§ **QUÉ SE PIDE**: Di cuántas líneas de las entradas contienen la palabra "young", teniendo en cuenta mayúsculas y minúsculas. Responde solo con el número.

════════

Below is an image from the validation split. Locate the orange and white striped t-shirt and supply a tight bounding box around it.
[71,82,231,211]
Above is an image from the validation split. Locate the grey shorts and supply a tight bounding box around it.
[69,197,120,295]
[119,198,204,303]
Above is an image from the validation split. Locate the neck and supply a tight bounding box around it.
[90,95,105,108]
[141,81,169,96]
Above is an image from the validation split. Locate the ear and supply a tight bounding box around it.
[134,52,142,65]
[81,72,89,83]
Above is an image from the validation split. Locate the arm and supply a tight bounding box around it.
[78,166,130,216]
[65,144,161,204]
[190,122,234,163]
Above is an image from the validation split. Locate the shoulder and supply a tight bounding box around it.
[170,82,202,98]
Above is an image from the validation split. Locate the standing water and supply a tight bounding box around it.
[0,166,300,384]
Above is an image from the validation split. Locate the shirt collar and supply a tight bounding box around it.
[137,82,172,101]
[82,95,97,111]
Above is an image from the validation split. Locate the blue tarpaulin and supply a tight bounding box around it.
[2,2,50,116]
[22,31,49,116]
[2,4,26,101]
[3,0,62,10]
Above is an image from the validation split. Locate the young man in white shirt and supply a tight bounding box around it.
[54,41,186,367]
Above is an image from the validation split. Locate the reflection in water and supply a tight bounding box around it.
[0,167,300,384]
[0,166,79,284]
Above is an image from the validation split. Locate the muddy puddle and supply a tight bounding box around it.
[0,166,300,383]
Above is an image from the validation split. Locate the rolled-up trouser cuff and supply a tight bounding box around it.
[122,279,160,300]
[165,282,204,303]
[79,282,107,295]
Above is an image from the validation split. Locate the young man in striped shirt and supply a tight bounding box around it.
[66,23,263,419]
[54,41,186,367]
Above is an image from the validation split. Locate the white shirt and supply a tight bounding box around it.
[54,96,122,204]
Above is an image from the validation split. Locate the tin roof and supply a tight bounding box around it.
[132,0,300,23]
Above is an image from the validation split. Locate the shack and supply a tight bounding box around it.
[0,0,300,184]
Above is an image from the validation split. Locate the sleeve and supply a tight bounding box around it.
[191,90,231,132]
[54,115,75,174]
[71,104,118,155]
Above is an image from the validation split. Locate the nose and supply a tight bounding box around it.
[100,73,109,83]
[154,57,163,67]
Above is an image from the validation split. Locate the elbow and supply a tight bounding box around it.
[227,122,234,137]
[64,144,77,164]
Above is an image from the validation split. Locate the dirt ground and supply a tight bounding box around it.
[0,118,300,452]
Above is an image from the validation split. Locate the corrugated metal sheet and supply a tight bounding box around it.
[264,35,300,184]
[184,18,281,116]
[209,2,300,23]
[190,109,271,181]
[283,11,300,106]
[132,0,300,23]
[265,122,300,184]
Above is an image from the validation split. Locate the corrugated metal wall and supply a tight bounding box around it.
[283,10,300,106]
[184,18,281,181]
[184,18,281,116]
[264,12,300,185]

════════

§ **SOLUCIÓN ESCRITA**: 2